Keywords: Antioxidant, free radical, lichen planus, oxidative stress, uric acid

How to cite this article:
Chakraborti G, Biswas R, Chakraborti S, Sen PK. Altered serum uric acid level in lichen planus patients. Indian J Dermatol 2014;59:558-61

How to cite this URL:
Chakraborti G, Biswas R, Chakraborti S, Sen PK. Altered serum uric acid level in lichen planus patients. Indian J Dermatol [serial online] 2014 [cited 2022 Jan 17];59:558-61. Available from:

What was known?
Free radicals have an important role in the underlying mechanism of LP.

   Introduction Top

Lichen planus (LP) is a subacute to chronic, inflammatory, papulosquamous disorder characterized by typical lesions. Small, shiny, flat-topped, polygonal, faintly erythematous to violaceous papules that may coalesce into plaques involve the skin, mucous membrane, and nail. LP can clinically present in various forms including classical, hypertrophic, actinic, annular, follicular, eruptive, and linear types. It affects all races and occurs usually from 30 to 70 years of age. [1]

An abnormal immune response is probably the basis of this disease and the pathogenesis includes lymphocytic infiltration and keratinocyte necrosis. [2] Recently, it has been suggested that free radicals have an important involvement in the underlying mechanism of various skin diseases. [3] In LP, the inflammatory cellular infiltrate, which consists mainly of CD4+ lymphocytes, is a well-known source of reactive oxygen species (ROS). [4] In high concentrations ROS damages endothelial cells, and subsequently intercellular adhesion molecule (ICAM) 1 is further upregulated and expressed. T lymphocytes are recruited at the site of inflammation by this expression of ICAM-1. This process may cause perivascular infiltration of T-cells and exocytosis of lymphocytes as observed in LP. [5] Also oxidative stress may activate nuclear factor kappa-light-chain-enhancer of activated B cells (NFκB), which is an important transcription factor. NFκB controls transcription of various cytokine genes that include interleukin (IL)-2 and tumor necrosis factor (TNF)-α, and also major histocompatibility complex (MHC) class 1 gene and IL-2 receptor gene. TNF-α may produce H 2 O 2 and superoxide anions in epidermal keratinocytes. [6] Also, oxidative stress is involved in both pro- and antiapoptotic signaling in response to TNF-α. [7] Further, oxidative stress and increased inflammatory mediators release effector molecules including granzyme that can promote local tissue damage. [8]

The primary defense mechanisms against oxidative stress include antioxidants like some enzymes, vitamins, uric acid (UA), etc. [9],[10] UA is one of the important antioxidants in plasma. [11] UA can scavenge ROS and can chelate metal ions. [12] Thus, monitoring UA level in serum as an indicator of the antioxidant defense (oxidative balance) could be important for the clinicians' treatment strategy.
++++++++
◆ **TASKS TO CARRY OUT**
a) In the lichen planus text, at what ages does the disease usually occur?
b) Quote the lichen planus text, beginning at the words "The primary defense" and stopping after "clinicians' treatment strategy.".

(Natural language descriptions of regions)
++++++++
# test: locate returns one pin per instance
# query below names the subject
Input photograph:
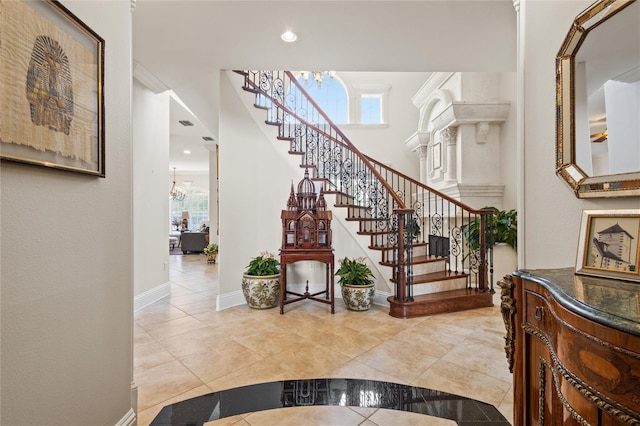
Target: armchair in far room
(193, 241)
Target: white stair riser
(438, 286)
(428, 268)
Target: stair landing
(440, 303)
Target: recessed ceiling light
(289, 36)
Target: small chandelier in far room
(176, 192)
(317, 76)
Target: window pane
(371, 106)
(330, 97)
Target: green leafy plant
(265, 264)
(503, 226)
(354, 272)
(211, 249)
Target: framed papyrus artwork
(51, 88)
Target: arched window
(330, 95)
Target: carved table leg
(508, 310)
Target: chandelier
(176, 192)
(317, 76)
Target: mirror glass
(598, 101)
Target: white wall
(508, 144)
(67, 270)
(386, 143)
(255, 179)
(150, 193)
(552, 212)
(254, 188)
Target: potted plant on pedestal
(503, 239)
(357, 283)
(261, 282)
(212, 252)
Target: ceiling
(182, 45)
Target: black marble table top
(611, 302)
(329, 392)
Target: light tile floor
(183, 348)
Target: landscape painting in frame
(51, 88)
(609, 244)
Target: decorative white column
(212, 147)
(449, 137)
(422, 152)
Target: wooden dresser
(573, 345)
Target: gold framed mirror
(597, 101)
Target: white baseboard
(236, 298)
(151, 296)
(129, 419)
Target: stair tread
(441, 295)
(435, 276)
(418, 260)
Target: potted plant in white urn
(261, 282)
(357, 282)
(212, 252)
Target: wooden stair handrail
(345, 142)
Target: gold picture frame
(609, 244)
(51, 88)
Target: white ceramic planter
(358, 297)
(261, 292)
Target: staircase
(437, 264)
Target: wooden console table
(288, 257)
(573, 345)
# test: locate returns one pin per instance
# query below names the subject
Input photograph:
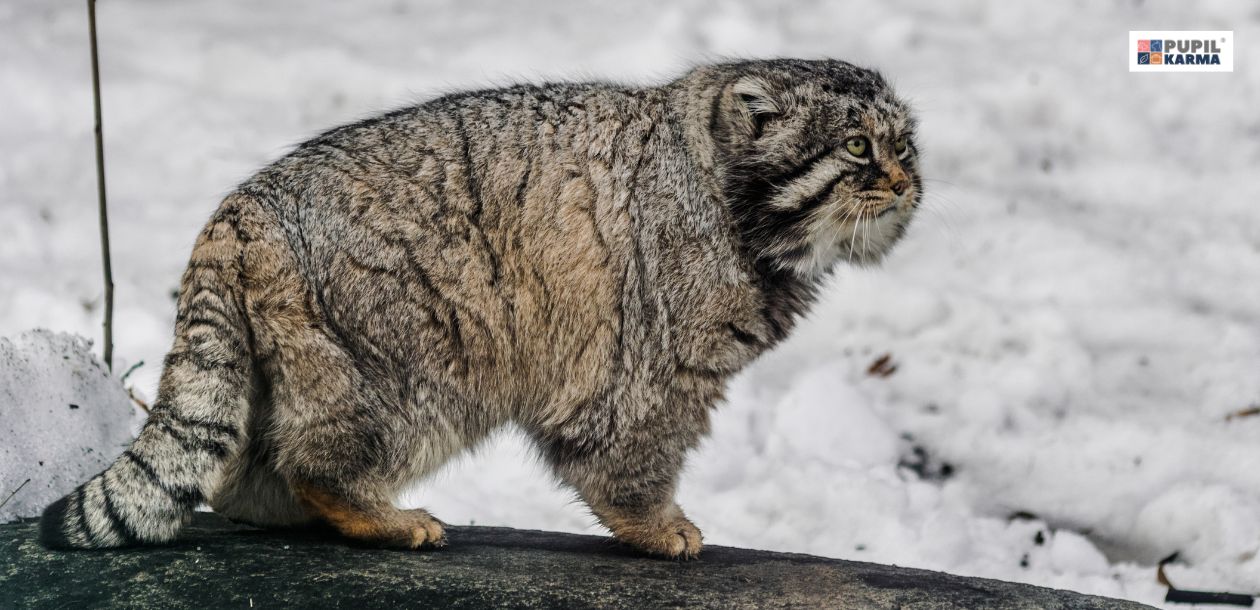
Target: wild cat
(590, 262)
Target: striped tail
(197, 424)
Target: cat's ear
(756, 103)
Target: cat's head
(818, 161)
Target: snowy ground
(1071, 319)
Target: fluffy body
(591, 262)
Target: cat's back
(495, 230)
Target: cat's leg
(251, 489)
(626, 473)
(347, 443)
(252, 492)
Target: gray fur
(591, 262)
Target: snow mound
(63, 419)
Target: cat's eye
(857, 145)
(901, 145)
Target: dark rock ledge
(222, 565)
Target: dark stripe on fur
(184, 497)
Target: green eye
(857, 145)
(901, 145)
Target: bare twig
(1185, 596)
(137, 401)
(14, 493)
(131, 369)
(882, 367)
(100, 190)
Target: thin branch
(100, 190)
(14, 493)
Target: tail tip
(52, 526)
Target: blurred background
(1067, 325)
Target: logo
(1187, 51)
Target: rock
(63, 419)
(222, 565)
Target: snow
(64, 420)
(1072, 316)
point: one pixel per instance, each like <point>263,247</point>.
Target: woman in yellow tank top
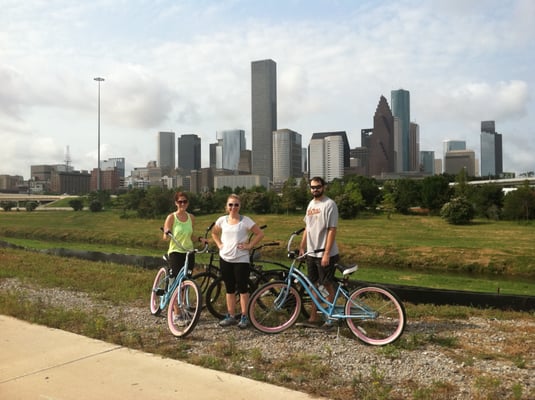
<point>181,224</point>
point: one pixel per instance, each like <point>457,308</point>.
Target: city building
<point>456,160</point>
<point>401,108</point>
<point>491,150</point>
<point>10,183</point>
<point>202,180</point>
<point>381,157</point>
<point>166,151</point>
<point>414,147</point>
<point>427,162</point>
<point>111,163</point>
<point>189,153</point>
<point>110,180</point>
<point>242,181</point>
<point>263,115</point>
<point>328,155</point>
<point>245,161</point>
<point>287,150</point>
<point>230,144</point>
<point>76,182</point>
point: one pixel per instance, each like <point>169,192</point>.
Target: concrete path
<point>37,362</point>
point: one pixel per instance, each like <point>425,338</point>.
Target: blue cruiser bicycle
<point>374,314</point>
<point>181,295</point>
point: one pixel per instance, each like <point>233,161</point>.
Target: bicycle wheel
<point>377,317</point>
<point>184,311</point>
<point>273,308</point>
<point>158,291</point>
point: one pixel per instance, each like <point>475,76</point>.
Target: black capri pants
<point>234,275</point>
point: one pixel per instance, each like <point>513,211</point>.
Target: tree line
<point>448,196</point>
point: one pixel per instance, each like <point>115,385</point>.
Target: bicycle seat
++++++++
◆ **RESPONSES IN ORDER**
a) From 30 to 70 years of age.

b)
The primary defense mechanisms against oxidative stress include antioxidants like some enzymes, vitamins, uric acid (UA), etc. [9],[10] UA is one of the important antioxidants in plasma. [11] UA can scavenge ROS and can chelate metal ions. [12] Thus, monitoring UA level in serum as an indicator of the antioxidant defense (oxidative balance) could be important for the clinicians' treatment strategy.